**Extract**
* Start *

Ignoring pipe roughness

Owing to the chaotic nature of fluid particle movement in turbulent flow, it is extremely difficult to arrive at an exact analytical method for determining pressure losses (Rabia 1985). To resolve the issue, simplification of friction factor equation is essential.

Blasius equation is a simple equation commonly used in drilling sources to find the Darcy friction factor in turbulent pressure drop (see Blasius 1913), and this was later used and cited by Schlumberger (1984); Rabia (1985), and Moore (1986). This equation is popular as it only depends on the Reynolds number and is independent of roughness. This equation was originally derived from Navier–Stokes equations for Newtonian fluids, and its coefficients were found using researchers’ experiments. Different researchers used different coefficients for the equations (Rabia 1985; Moore 1986; Kelessidis and Bandelis 2004; Guo and Liu 2011, see Table 5 in Appendix) which is therefore considered an uncertainty in the equation. Using the effective viscosity concept, the equation is applicable to non-Newtonian fluids (Weltmann 1956). Another equation recommended by API (2009) for finding the turbulent friction factor is Churchill (1977) which is similar to Blasius (1913), independent of roughness.

As the Blasius equation ignores pipe roughness, it is only proposed for the calculation of pressure drop in smooth pipes. Drill pipes are sometimes rather old and have rough interior surfaces. Therefore, the common use of Blasius equation in hydraulics equations in turbulent flow is considered a source of error (White et al. 1996). API (2009) and Bourgoyne et al. (1991) generally suggested that ignoring the roughness does not cause significant errors, whereas White et al. (1996) mention noticeable effect of the roughness even for plastic-coated pipes.

* End *

**Written problem**
Reproduce the part of the pipe roughness passage starting with "Owing to the" and going on through "equation is essential.".

**Extracted listing**
* Start *

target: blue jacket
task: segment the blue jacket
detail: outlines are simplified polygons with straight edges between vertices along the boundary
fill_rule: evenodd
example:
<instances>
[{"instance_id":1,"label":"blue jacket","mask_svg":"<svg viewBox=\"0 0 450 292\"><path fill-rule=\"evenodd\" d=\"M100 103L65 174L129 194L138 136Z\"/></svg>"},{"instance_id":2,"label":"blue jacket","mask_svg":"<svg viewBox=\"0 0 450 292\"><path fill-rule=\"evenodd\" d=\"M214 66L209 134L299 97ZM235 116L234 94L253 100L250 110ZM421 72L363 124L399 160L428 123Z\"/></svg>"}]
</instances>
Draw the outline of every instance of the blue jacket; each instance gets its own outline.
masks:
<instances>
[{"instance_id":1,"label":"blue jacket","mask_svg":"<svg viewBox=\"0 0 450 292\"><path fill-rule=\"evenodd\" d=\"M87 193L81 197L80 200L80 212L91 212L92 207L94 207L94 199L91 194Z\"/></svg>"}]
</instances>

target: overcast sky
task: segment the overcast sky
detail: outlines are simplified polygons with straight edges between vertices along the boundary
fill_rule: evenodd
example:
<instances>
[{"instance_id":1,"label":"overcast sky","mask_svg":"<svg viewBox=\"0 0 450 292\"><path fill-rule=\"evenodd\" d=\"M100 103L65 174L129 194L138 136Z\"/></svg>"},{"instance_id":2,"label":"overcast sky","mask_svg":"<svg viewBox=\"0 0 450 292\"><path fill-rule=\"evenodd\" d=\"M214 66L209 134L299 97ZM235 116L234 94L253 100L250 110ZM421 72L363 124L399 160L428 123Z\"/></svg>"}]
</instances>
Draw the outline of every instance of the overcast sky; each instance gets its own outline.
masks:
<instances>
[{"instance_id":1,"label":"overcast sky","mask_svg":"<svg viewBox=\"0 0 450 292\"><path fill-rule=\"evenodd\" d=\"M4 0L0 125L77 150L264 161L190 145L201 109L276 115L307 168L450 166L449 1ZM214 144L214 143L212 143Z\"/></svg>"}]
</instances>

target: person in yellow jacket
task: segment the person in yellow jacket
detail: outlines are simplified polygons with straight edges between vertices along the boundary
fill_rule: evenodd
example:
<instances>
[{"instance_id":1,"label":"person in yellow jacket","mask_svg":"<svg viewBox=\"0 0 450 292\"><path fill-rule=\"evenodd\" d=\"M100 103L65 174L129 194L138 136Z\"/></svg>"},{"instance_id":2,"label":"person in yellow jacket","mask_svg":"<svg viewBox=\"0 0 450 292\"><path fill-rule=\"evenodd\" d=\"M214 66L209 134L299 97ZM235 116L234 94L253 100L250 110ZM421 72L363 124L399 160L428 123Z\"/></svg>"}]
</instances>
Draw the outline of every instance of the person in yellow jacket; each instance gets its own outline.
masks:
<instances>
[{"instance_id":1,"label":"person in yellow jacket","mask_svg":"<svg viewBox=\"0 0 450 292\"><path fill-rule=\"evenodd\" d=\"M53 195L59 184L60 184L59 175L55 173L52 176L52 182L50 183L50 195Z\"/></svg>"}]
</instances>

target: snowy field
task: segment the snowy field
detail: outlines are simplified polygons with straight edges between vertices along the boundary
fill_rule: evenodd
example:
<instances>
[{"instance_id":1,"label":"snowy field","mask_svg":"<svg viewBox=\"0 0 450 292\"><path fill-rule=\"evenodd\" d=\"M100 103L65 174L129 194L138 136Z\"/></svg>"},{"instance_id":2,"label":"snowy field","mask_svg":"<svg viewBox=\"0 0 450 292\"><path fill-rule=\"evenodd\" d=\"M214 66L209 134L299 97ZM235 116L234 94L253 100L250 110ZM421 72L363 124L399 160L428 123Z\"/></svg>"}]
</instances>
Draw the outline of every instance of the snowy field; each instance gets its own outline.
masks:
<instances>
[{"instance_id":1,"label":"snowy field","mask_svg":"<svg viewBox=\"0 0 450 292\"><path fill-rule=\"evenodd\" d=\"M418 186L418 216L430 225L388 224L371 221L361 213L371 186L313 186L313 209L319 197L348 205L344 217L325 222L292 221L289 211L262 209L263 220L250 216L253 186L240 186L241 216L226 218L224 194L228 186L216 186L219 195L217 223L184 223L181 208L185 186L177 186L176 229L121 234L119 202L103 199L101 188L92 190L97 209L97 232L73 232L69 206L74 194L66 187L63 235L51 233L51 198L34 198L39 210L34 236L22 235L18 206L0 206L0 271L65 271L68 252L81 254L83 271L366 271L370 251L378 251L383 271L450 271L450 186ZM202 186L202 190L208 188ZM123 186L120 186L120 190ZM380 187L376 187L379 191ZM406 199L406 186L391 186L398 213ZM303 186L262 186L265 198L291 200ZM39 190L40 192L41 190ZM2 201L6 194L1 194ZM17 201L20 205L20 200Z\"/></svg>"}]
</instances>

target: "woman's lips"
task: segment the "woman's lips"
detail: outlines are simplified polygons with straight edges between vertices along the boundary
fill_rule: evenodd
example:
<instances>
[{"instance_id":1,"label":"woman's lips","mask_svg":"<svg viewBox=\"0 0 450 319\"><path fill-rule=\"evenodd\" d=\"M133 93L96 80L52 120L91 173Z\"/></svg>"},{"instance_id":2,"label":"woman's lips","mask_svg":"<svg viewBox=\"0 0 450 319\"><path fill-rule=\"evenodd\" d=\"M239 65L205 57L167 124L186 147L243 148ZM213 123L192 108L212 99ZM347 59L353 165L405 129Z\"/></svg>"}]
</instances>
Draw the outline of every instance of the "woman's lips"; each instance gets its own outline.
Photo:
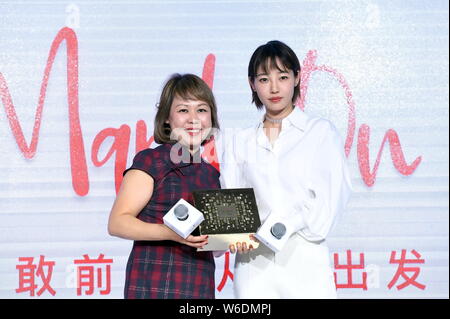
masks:
<instances>
[{"instance_id":1,"label":"woman's lips","mask_svg":"<svg viewBox=\"0 0 450 319\"><path fill-rule=\"evenodd\" d=\"M272 103L277 103L277 102L280 102L280 101L281 101L281 97L279 97L279 96L271 97L271 98L269 99L269 101L272 102Z\"/></svg>"},{"instance_id":2,"label":"woman's lips","mask_svg":"<svg viewBox=\"0 0 450 319\"><path fill-rule=\"evenodd\" d=\"M190 136L194 136L194 135L200 134L201 130L200 130L200 129L187 129L186 132L187 132Z\"/></svg>"}]
</instances>

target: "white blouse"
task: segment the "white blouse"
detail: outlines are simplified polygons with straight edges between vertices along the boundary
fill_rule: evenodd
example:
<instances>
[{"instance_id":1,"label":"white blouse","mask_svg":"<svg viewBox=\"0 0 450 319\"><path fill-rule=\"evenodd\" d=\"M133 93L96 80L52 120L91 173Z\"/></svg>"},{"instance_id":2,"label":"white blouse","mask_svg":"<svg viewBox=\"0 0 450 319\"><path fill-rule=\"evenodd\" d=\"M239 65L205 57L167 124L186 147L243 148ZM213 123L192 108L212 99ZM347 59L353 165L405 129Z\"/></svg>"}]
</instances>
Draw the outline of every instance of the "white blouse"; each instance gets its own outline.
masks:
<instances>
[{"instance_id":1,"label":"white blouse","mask_svg":"<svg viewBox=\"0 0 450 319\"><path fill-rule=\"evenodd\" d=\"M236 133L220 163L222 188L254 188L261 222L272 214L308 241L322 241L352 186L339 132L297 107L273 146L262 121Z\"/></svg>"}]
</instances>

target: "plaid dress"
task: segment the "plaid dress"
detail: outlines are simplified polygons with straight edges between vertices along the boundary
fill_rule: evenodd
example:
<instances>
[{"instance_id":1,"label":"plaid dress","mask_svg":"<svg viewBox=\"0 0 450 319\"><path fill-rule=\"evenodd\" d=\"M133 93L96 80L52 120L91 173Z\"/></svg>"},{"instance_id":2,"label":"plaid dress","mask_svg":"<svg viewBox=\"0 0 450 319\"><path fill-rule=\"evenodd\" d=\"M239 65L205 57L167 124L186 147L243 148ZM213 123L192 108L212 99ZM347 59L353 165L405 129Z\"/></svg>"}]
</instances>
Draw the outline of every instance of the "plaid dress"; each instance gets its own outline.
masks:
<instances>
[{"instance_id":1,"label":"plaid dress","mask_svg":"<svg viewBox=\"0 0 450 319\"><path fill-rule=\"evenodd\" d=\"M136 154L130 169L153 177L153 195L138 218L163 223L163 216L183 198L193 203L192 191L220 188L219 172L201 160L175 164L170 144ZM192 163L193 162L193 163ZM125 298L215 298L215 263L211 252L174 241L135 241L127 263Z\"/></svg>"}]
</instances>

* End *

**The result**
Owing to the chaotic nature of fluid particle movement in turbulent flow, it is extremely difficult to arrive at an exact analytical method for determining pressure losses (Rabia 1985). To resolve the issue, simplification of friction factor equation is essential.